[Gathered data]
— Start —
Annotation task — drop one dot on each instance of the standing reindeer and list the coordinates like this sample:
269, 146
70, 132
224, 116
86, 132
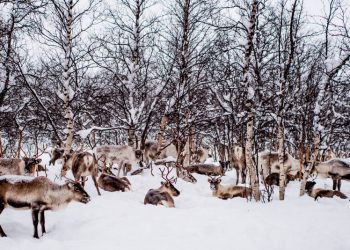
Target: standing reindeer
82, 164
163, 194
38, 194
24, 166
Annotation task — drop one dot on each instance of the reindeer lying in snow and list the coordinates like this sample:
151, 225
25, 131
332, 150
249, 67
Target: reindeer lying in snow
109, 182
163, 194
336, 169
82, 164
38, 194
319, 192
229, 191
26, 166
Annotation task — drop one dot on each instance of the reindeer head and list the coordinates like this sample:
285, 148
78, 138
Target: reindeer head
30, 165
309, 185
168, 183
138, 154
225, 165
78, 192
214, 183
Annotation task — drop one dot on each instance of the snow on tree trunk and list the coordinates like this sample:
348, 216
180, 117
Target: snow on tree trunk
250, 104
67, 90
280, 138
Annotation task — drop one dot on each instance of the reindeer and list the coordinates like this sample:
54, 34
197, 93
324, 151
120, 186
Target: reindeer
163, 194
268, 163
38, 194
122, 155
206, 169
229, 191
109, 182
319, 192
56, 154
26, 166
336, 169
237, 159
82, 164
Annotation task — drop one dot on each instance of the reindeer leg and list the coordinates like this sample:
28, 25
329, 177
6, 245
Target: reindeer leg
42, 222
334, 182
35, 215
2, 207
95, 182
339, 184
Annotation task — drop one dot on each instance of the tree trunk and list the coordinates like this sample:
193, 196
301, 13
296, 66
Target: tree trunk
132, 136
280, 138
67, 91
250, 104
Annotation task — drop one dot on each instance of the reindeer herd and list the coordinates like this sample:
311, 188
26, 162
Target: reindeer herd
21, 190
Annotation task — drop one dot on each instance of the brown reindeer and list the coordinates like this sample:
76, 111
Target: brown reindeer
163, 194
336, 169
122, 155
237, 160
229, 191
111, 183
82, 164
320, 193
38, 194
206, 169
26, 166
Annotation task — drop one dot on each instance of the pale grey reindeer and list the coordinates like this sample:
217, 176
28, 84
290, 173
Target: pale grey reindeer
38, 194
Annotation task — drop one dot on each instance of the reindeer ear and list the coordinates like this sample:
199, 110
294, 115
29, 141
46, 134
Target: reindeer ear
70, 185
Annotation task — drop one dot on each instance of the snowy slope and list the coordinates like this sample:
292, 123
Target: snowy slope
199, 221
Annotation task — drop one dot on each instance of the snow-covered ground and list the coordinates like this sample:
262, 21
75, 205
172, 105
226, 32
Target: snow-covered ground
199, 221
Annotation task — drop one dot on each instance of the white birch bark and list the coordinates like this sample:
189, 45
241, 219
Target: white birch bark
250, 104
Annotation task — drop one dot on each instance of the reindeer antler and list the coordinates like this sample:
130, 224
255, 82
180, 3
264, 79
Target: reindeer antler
165, 176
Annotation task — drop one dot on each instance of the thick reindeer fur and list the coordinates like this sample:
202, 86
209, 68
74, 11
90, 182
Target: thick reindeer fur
122, 155
162, 195
112, 183
336, 169
38, 194
320, 193
228, 191
26, 166
206, 169
82, 164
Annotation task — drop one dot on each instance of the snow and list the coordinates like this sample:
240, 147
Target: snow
199, 221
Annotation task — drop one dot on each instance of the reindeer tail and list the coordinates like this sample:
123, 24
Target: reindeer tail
340, 195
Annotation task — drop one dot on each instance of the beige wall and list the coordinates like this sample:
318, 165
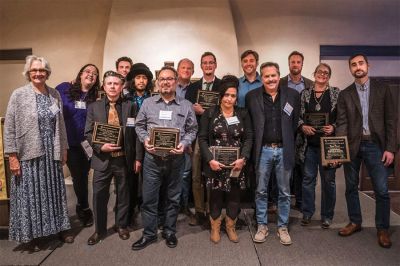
— End —
■ Given problem: Recast every line of the rows above as a Markdown table with two columns, Number and Line, giving each line a running number and omitting blank lines. Leave the pictures out of the answer.

■ Response for this exercise:
| Number | Line |
|---|---|
| 1 | Annotation task — drop one dot on each instance of the standing reindeer and list the coordinates like this sample: |
| 2 | 269, 146 |
| 3 | 70, 132 |
| 4 | 224, 116 |
| 5 | 86, 132 |
| 6 | Target: standing reindeer |
| 7 | 82, 164 |
| 8 | 163, 194 |
| 9 | 38, 194 |
| 10 | 24, 166 |
| 11 | Annotation task — drop one dot on each instance of the reindeer lying in snow and list the coordinates like this sample: |
| 12 | 151, 225 |
| 13 | 25, 131 |
| 14 | 332, 150 |
| 15 | 249, 67 |
| 16 | Target: reindeer lying in snow |
| 17 | 109, 182 |
| 18 | 163, 194 |
| 19 | 336, 169 |
| 20 | 82, 164 |
| 21 | 38, 194 |
| 22 | 319, 192 |
| 23 | 229, 191 |
| 24 | 26, 166 |
| 25 | Annotation task — drop one dot on each instance of the reindeer head and list the coordinates like this sample: |
| 26 | 285, 148 |
| 27 | 78, 138 |
| 28 | Target: reindeer head |
| 29 | 30, 165 |
| 30 | 309, 185 |
| 31 | 168, 183 |
| 32 | 138, 154 |
| 33 | 225, 165 |
| 34 | 78, 192 |
| 35 | 214, 183 |
| 36 | Annotation task — drop one dot on each instance of the snow on tree trunk and list the coordinates like this sample: |
| 37 | 348, 216 |
| 38 | 180, 117 |
| 39 | Target: snow on tree trunk |
| 40 | 250, 104 |
| 41 | 67, 90 |
| 42 | 280, 138 |
| 43 | Annotation task — drop one dot on each instance of the reindeer and list the coordinates like this sample: |
| 44 | 54, 34 |
| 45 | 197, 93 |
| 46 | 324, 151 |
| 47 | 120, 186 |
| 48 | Target: reindeer |
| 49 | 163, 194 |
| 50 | 268, 163 |
| 51 | 38, 194 |
| 52 | 122, 155 |
| 53 | 206, 169 |
| 54 | 229, 191 |
| 55 | 109, 182 |
| 56 | 319, 192 |
| 57 | 56, 154 |
| 58 | 26, 166 |
| 59 | 336, 169 |
| 60 | 237, 159 |
| 61 | 82, 164 |
| 62 | Annotation task — drop one dot on each instance of the reindeer leg and list the coordinates like this sample: |
| 63 | 28, 25 |
| 64 | 329, 177 |
| 65 | 6, 245 |
| 66 | Target: reindeer leg |
| 67 | 42, 222 |
| 68 | 334, 182 |
| 69 | 35, 215 |
| 70 | 2, 207 |
| 71 | 95, 182 |
| 72 | 339, 184 |
| 73 | Annotation task — drop one dot on each instance of the tree trunk and list the coordinates like this sample: |
| 74 | 193, 196 |
| 75 | 301, 13 |
| 76 | 296, 66 |
| 77 | Target: tree trunk |
| 78 | 132, 136 |
| 79 | 280, 138 |
| 80 | 67, 91 |
| 81 | 250, 104 |
| 82 | Annotation task — drop one dot on each instance of the reindeer herd and list the coordinates like this sample: |
| 83 | 311, 188 |
| 84 | 26, 162 |
| 85 | Target: reindeer herd |
| 86 | 21, 190 |
| 87 | Annotation task — drop one dot on each instance of the brown reindeer and list the coordinates like this sample: |
| 88 | 76, 111 |
| 89 | Target: brown reindeer |
| 90 | 163, 194 |
| 91 | 336, 169 |
| 92 | 122, 155 |
| 93 | 237, 160 |
| 94 | 229, 191 |
| 95 | 111, 183 |
| 96 | 82, 164 |
| 97 | 320, 193 |
| 98 | 38, 194 |
| 99 | 206, 169 |
| 100 | 26, 166 |
| 101 | Annotation task — drop one dot on each instance of the pale grey reindeer and list the coordinates like this sample: |
| 102 | 217, 176 |
| 103 | 28, 84 |
| 104 | 290, 173 |
| 105 | Target: pale grey reindeer |
| 106 | 38, 194 |
| 107 | Annotation task — drop one dot on each instance of the reindeer ear and list the coordinates like this sample: |
| 108 | 199, 110 |
| 109 | 294, 115 |
| 110 | 29, 141 |
| 111 | 46, 134 |
| 112 | Target: reindeer ear |
| 113 | 70, 185 |
| 114 | Annotation task — drop one dot on each instance of the snowy slope and list the coordinates like this sample: |
| 115 | 292, 123 |
| 116 | Target: snowy slope |
| 117 | 199, 221 |
| 118 | Annotation task — drop one dot on each instance of the snow-covered ground and list the coordinates like this sample: |
| 119 | 262, 21 |
| 120 | 75, 205 |
| 121 | 172, 105 |
| 122 | 226, 32 |
| 123 | Target: snow-covered ground |
| 124 | 199, 221 |
| 125 | Annotation task — drop one dot on each instance of the white birch bark and list the coordinates like this sample: |
| 126 | 189, 45 |
| 127 | 241, 219 |
| 128 | Target: white birch bark |
| 129 | 250, 104 |
| 130 | Annotation task — drop one dot on each instance of the reindeer antler and list the coordinates like this sample: |
| 131 | 130, 224 |
| 132 | 255, 82 |
| 133 | 180, 3 |
| 134 | 264, 79 |
| 135 | Target: reindeer antler |
| 136 | 165, 176 |
| 137 | Annotation task — drop one dot on each instance of the thick reindeer fur and list the coordinates like this sample: |
| 138 | 202, 86 |
| 139 | 209, 68 |
| 140 | 74, 11 |
| 141 | 90, 182 |
| 142 | Target: thick reindeer fur |
| 143 | 122, 155 |
| 144 | 162, 195 |
| 145 | 112, 183 |
| 146 | 336, 169 |
| 147 | 38, 194 |
| 148 | 320, 193 |
| 149 | 228, 191 |
| 150 | 26, 166 |
| 151 | 206, 169 |
| 152 | 82, 164 |
| 153 | Annotation task — drop one dot on each instance of the snow and list the coordinates like this sample: |
| 154 | 240, 147 |
| 155 | Target: snow |
| 156 | 199, 221 |
| 157 | Annotation task — drop one dot on each instance of the reindeer tail and list the coordinates like this sample: |
| 158 | 123, 24 |
| 159 | Target: reindeer tail |
| 160 | 340, 195 |
| 161 | Annotation task — drop one dot on each instance of the beige wall and list the coordinates like this sample: |
| 162 | 318, 165 |